### Text segment
>>>>

Add a term-coverage boost to rerank_hits (WS-1 / S2): a hit whose symbol-name tokens cover more of the query's tokens is ranked higher, scaling up to +25% at full coverage. This keeps higher-coverage matches above incidental single-term matches once the disjunction fallback (S1) widens the candidate set. Gated to genuine multi-word queries (mirrors the S1 fallback) so a single identifier is never re-ranked by partial token overlap. Test: at equal base score, a two-term-coverage hit outranks a one-term-coverage hit regardless of input order.

Add a curated concept->vocabulary synonym map (WS-1 / S4) so capability phrases bridge to the identifiers code actually uses. In the disjunction fallback each word becomes (word OR synonyms) — e.g. "login" also matches authenticate/authentication — before the majority floor is applied. The map is intentionally small and high-signal; the original word is always searched too, so an unmapped word is a no-op. Lookup uses eq_ignore_ascii_case (no allocation) per the repo's disallowed-methods. Test: "login workflow" surfaces authenticateUser via the login -> authenticate bridge, which returns empty without expansion.

<<<<

### Try it
Extend the notes on the code-search ranking changes, picking up after their final sentence.

### Entries provided
>>>>

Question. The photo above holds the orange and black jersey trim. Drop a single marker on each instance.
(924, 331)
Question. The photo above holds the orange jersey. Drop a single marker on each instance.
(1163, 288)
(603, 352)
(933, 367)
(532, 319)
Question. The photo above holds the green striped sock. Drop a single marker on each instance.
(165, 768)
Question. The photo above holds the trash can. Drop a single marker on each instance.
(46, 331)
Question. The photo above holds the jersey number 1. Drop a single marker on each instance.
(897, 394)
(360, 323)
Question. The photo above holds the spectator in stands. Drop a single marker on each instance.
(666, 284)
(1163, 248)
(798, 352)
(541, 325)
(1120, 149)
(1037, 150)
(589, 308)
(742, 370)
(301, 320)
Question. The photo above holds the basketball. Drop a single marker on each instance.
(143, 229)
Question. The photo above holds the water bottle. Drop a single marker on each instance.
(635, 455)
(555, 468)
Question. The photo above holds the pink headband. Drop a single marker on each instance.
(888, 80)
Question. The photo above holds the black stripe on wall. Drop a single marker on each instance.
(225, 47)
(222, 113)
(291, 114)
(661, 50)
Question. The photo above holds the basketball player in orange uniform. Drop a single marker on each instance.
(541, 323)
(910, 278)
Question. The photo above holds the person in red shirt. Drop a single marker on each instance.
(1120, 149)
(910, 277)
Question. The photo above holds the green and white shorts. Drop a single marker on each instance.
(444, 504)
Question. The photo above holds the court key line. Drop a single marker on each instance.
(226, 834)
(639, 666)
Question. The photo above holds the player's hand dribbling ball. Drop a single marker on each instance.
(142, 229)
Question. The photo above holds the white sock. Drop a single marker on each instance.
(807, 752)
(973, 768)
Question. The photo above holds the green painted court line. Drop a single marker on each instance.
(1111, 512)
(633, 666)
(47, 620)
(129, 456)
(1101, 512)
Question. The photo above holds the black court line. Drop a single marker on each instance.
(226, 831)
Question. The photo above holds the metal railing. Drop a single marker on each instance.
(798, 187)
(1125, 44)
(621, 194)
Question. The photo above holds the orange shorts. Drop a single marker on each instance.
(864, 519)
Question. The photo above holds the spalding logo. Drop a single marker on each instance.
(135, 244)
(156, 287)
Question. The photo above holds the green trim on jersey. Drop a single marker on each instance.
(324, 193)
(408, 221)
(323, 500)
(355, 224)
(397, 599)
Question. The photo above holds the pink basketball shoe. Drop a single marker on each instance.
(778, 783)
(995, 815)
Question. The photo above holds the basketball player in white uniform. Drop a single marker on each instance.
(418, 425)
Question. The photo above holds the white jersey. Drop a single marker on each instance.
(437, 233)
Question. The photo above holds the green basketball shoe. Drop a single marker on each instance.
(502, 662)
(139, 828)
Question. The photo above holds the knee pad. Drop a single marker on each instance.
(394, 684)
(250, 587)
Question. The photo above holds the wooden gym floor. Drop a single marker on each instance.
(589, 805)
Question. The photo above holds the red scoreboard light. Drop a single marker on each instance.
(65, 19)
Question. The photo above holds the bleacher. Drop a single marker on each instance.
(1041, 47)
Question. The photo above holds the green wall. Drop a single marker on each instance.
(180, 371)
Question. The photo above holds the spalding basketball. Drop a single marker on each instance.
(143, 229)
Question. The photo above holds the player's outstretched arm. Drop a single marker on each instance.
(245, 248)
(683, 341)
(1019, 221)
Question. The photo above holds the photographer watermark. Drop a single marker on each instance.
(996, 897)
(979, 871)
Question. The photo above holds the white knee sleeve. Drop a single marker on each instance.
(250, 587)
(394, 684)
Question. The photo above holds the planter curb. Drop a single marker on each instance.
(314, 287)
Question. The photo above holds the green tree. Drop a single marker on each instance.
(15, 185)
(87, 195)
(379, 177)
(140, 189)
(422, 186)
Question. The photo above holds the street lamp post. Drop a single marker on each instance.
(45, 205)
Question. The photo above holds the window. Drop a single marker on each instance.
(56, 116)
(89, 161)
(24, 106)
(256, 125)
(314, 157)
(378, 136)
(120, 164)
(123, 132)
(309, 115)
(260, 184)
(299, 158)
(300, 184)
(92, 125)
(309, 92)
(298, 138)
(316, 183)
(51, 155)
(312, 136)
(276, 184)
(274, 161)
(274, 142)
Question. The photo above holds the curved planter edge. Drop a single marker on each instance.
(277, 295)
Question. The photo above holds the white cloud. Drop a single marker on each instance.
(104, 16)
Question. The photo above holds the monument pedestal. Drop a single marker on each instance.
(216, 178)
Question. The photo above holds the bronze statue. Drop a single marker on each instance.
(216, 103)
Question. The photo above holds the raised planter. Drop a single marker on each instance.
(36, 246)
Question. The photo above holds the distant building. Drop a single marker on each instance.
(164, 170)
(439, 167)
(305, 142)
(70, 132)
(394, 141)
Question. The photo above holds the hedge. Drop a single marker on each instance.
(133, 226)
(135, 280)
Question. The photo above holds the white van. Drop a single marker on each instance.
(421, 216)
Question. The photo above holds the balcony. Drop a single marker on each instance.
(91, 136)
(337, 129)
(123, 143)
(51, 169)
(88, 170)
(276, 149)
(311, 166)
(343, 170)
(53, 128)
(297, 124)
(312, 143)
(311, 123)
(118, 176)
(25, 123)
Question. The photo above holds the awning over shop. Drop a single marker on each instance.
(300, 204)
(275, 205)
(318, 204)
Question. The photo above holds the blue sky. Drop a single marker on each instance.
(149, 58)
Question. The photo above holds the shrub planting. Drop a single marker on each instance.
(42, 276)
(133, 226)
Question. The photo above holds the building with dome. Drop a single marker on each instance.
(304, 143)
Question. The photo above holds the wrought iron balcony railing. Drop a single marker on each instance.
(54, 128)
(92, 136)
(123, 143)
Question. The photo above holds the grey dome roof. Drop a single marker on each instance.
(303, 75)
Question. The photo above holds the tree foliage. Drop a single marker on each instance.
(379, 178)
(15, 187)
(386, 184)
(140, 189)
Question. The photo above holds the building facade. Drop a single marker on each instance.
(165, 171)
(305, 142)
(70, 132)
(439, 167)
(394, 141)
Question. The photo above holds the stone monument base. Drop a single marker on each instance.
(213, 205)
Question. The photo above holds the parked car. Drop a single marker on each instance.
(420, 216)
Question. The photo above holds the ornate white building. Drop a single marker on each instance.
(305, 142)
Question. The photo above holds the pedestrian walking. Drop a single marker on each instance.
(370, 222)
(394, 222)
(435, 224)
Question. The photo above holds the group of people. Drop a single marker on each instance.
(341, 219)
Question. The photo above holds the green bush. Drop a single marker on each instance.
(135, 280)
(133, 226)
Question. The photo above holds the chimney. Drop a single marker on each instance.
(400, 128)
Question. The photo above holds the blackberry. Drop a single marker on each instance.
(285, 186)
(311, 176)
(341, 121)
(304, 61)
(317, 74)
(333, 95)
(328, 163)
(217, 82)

<<<<

### Answer area
Edge confidence was already stored on EdgeMetadata and rendered by trace, but no traversal could filter on it and the meaning of a None confidence was undefined (WS-2 / A14). Add EdgeMetadata::passes_confidence(min): a None confidence is a definite structural edge (import-resolved call, not a heuristic guess) and passes any threshold; an explicit confidence is compared against it; a None threshold disables filtering. This fixes the "structural edges silently dropped" failure mode a naive `confidence >= min` would cause. Thread an Option<u16> min_confidence through QueryEngine::traverse, get_edges, and get_reverse_edges so trace/impact-style traversals can grade proven vs guessed edges. Tests: None passes any threshold, explicit-low is filtered, explicit-high passes; and traversal keeps a structural edge while dropping a low- confidence sibling under a threshold.

Planning-pack ranking only boosted items that had an evidence chain, so the canonical reusable symbol did not surface above local one-offs (WS-2 / S3). Add a graph-derived reuse boost applied before the existing evidence ranking: - shared / design-system membership inferred from the file path (+40) - sibling-consumer count from inbound graph edges (3 pts/consumer, capped at 30 consumers so a hub node cannot dominate) reuse_evidence_boost is a pure, unit-tested helper; apply_reuse_evidence_ ranking wires it to the graph at the planning call site. This is the ranking half of "is this already a reusable component?" — it runs after node rehydration at the pack layer, not inside the lexical reranker. Test: a shared + widely-consumed symbol outranks a local one-off; more consumers yield a larger boost.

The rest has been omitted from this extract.